### EXERCISE OBJECTIVE
Could you update the items starting at the line that contains "the form (160,250);" and ending at the end of the items, replacing "white wall" with "painted wall" and leaving everything else unchanged?

(Excerpt from a dataset)
——

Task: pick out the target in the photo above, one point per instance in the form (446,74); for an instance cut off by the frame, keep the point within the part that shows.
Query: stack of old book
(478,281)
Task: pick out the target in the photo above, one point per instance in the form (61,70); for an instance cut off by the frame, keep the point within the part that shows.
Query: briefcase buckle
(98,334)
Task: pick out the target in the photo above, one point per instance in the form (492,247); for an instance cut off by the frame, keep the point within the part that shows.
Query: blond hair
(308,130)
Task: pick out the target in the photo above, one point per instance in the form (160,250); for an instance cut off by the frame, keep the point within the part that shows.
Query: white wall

——

### RESULT FOR THIS TASK
Task: pick out the target in the photo above, one point per instance in the form (160,250); for an instance cut off by the frame, keep the point within the part that shows.
Query: painted wall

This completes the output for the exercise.